DATA SHOWN start
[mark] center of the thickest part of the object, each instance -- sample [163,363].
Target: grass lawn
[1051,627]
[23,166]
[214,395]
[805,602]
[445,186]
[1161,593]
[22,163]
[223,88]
DATA SHOWN end
## INSTRUCTIONS FOR THE TASK
Collect each line of the material that contains the string "part", treating uppercase and lowercase letters as different.

## OUTPUT FOR THIS TASK
[mark] center of the thickest part of the object, each instance -- sample [163,363].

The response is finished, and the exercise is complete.